>> start
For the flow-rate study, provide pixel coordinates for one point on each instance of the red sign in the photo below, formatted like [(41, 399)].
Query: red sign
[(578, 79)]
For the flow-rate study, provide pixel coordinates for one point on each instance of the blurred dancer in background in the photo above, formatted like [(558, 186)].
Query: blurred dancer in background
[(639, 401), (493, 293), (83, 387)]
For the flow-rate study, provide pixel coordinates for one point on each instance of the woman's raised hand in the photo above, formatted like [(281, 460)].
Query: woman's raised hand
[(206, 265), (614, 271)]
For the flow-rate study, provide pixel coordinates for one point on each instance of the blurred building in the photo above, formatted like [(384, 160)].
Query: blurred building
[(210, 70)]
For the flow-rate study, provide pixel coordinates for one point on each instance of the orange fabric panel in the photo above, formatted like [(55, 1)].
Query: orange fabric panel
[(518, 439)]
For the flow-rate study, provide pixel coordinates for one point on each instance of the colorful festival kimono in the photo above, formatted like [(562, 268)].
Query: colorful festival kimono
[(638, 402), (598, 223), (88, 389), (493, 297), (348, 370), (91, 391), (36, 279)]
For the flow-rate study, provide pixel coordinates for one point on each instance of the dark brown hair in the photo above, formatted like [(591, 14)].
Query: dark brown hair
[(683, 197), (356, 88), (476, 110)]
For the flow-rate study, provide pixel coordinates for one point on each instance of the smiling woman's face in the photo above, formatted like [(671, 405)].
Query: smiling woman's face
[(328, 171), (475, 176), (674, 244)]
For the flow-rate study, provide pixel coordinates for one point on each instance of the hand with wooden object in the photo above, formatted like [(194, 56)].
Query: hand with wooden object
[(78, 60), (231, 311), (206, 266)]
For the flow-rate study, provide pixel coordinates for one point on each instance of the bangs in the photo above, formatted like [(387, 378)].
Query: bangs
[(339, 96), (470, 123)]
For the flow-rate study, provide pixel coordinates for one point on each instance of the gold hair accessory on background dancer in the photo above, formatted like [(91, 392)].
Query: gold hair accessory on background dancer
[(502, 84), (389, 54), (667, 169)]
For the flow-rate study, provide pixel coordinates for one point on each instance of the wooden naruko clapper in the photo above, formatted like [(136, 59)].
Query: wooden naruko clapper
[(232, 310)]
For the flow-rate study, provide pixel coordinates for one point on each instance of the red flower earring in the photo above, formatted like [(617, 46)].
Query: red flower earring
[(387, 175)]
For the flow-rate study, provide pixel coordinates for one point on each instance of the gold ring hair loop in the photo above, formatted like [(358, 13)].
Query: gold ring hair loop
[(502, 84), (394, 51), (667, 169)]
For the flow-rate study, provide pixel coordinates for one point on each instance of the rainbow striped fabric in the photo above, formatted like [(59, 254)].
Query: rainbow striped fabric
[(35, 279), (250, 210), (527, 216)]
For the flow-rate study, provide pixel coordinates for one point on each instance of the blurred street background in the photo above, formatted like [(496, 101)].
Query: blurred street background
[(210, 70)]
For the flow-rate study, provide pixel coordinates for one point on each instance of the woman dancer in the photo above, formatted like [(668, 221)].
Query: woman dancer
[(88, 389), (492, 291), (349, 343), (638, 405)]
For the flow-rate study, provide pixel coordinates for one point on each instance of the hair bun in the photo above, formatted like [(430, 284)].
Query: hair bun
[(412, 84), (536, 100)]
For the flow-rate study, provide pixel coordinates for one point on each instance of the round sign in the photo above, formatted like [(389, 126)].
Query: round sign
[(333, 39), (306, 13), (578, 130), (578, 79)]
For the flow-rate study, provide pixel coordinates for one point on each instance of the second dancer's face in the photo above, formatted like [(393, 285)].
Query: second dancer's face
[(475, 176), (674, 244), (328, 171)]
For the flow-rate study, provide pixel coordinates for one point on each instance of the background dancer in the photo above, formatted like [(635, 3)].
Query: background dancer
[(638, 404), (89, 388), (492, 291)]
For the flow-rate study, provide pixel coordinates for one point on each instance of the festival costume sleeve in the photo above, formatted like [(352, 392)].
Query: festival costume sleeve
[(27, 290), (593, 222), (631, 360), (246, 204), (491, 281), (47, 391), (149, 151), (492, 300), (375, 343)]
>> end
# [WHAT YOU WILL DO]
Reproduce each of the records above verbatim, in its original order, changing nothing.

# [RESULT OF THIS TASK]
For the flow-rate study, provide pixel coordinates for one point on each instance of the red sign in the photo below, formatted like [(41, 399)].
Query: red sign
[(578, 79)]
For the flow-rate study, provide pixel coordinates for one point on each instance of the blurred dancer in background in the photo above, formatted like [(558, 186)].
Query: blurred dancer in background
[(639, 401), (493, 293), (83, 387)]
For the flow-rate study, provide pixel coordinates for one point on each instance of the woman's raised hand in the photo above, formatted like [(281, 460)].
Query: woman's raised hand
[(206, 265), (614, 271)]
For the flow-rate study, provide pixel coordinates for one point on each instance of the blurred building in the photo above, formatted like [(384, 160)].
Query: blurred building
[(210, 70)]
For the flow-rate study, provide pixel coordinates for one point on each instance of the orange fabric panel in the photo above, formatted like [(55, 1)].
Query: orange fabric panel
[(518, 439)]
For the flow-rate study, provide pixel coordinates for one point on each instance of the colorful festival kimono in the photo above, formatted like [(562, 268)].
Query: colorful festival kimono
[(638, 402), (598, 223), (88, 389), (493, 297), (348, 370), (91, 391), (36, 279)]
For the flow-rate study, provide pixel coordinates for one point on each instance of the dark brown hair in the photo above, formatted like [(591, 14)].
Query: dark brown hair
[(683, 197), (356, 88), (476, 110)]
For the flow-rate study, provide pixel coordinates for one point on each instance of the smiling woman's face in the photo above, formatted like [(671, 405)].
Query: smiling woman's face
[(328, 171), (475, 176), (674, 244)]
For the flow-rate study, provide pixel coordinates for one point on each instance of the hand with wooden object in the photo above, formatted like [(194, 56)].
Query: hand with wooden object
[(78, 60), (231, 311), (206, 266)]
For the flow-rate study, provide pixel coordinates for one point on each instance of the bangs in the photo above, formatted like [(387, 378)].
Query: bangs
[(339, 96), (470, 123)]
For the flow-rate study, provide pixel coordinates for one point on each instance of the gold hair accessory on background dancer in the photo above, formatted like [(91, 392)].
Query: gold hair accessory on background dancer
[(502, 84), (389, 54), (667, 169)]
For the flow-rate study, provide pixel coordinates for one point on each instance of the wooden naruko clapper in the photo above, formatted like [(136, 59)].
Query: wooden naruko clapper
[(232, 310)]
For the flow-rate study, provide pixel coordinates for one point on each instance of the red flower earring in the photo above, formatted like [(617, 46)].
Query: red flower earring
[(387, 175)]
For the flow-rate study, provide pixel coordinates for one point on each instance of the gold ring hair loop in the photo above, formatted like [(358, 13)].
Query: gold ring hair loop
[(502, 84), (394, 51), (667, 169)]
For the flow-rate study, provide pixel coordinates for one point on each instance of the rainbow striped fabric in the photo above, formatted like [(59, 254)].
Query: rainbow striped fabric
[(35, 279), (250, 210), (527, 216)]
For the flow-rate study, provide pixel coordinates for one point on each instance of the blurred street background in the photo above, formatted like [(496, 101)].
Query: blurred street background
[(210, 70)]
For the flow-rate study, provide pixel coordinates for one point on each instance of the woman dancer in the photo above, formatted like [(668, 221)].
Query: woman dancer
[(88, 389), (492, 291), (349, 343), (638, 405)]
For the flow-rate study, provide pixel coordinates for one point on each instance of the hair bun in the photo above, formatted like [(430, 284)].
Query: hair bun
[(412, 84), (536, 100)]
For the flow-rate study, provide pixel coordinates for one point on each instance of the round sign in the photo above, formatted like [(389, 126)].
Query: round sign
[(333, 39), (306, 13), (578, 130), (578, 79)]
For the flow-rate study, provide pixel coordinates for one point on each instance of the second dancer's face in the photo above, formatted like [(393, 285)].
Query: second dancer's face
[(475, 176), (674, 244), (328, 171)]
For the flow-rate study, provide pixel coordinates for one point on each instance of the background dancer in the photo above, formatted like [(635, 3)].
Query: background dancer
[(638, 404), (89, 388), (492, 291)]
For the flow-rate study, provide pixel coordinates for one point on each instance of the festival costume sleeve in the photo above, formatted like [(352, 392)].
Query: festival costume sleeve
[(27, 290), (593, 222), (631, 360), (246, 204), (491, 281), (47, 391), (149, 151), (492, 300), (375, 343)]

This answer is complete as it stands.